## Records excerpted from a collection
□ □ □ □

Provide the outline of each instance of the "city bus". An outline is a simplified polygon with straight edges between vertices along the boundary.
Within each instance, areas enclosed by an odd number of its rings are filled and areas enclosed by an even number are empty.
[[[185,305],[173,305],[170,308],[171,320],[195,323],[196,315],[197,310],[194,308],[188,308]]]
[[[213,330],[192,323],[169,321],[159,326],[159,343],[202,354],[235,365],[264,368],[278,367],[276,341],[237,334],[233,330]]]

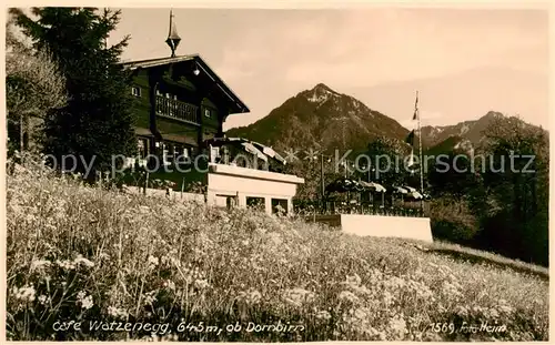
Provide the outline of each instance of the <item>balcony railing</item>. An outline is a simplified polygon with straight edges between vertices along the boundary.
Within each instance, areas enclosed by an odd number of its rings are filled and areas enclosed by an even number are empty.
[[[200,124],[196,110],[199,106],[157,95],[157,114],[181,121]]]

□ □ □ □

Quote every record above exactly, leaving out the pictures.

Provide the outline of each instance of the "city bus". An outline is a simplified polygon with straight edges between vertices along the boundary.
Within each instance, areas enclosed by an odd number of its rings are filled and areas enclosed by an even number are empty.
[[[185,305],[173,305],[170,308],[171,320],[195,323],[196,315],[197,310],[194,308],[188,308]]]
[[[213,330],[192,323],[169,321],[159,326],[159,343],[202,354],[235,365],[264,368],[278,367],[276,341],[237,334],[233,330]]]

Provide the outline of each instance of the <item>balcony railing</item>. An outline is a simplified polygon with straight edges between vertices along the boundary.
Within each instance, areas enclosed by an odd number of its rings are filled and areas enclosed by an even number are empty.
[[[200,124],[196,110],[199,106],[157,95],[157,114],[181,121]]]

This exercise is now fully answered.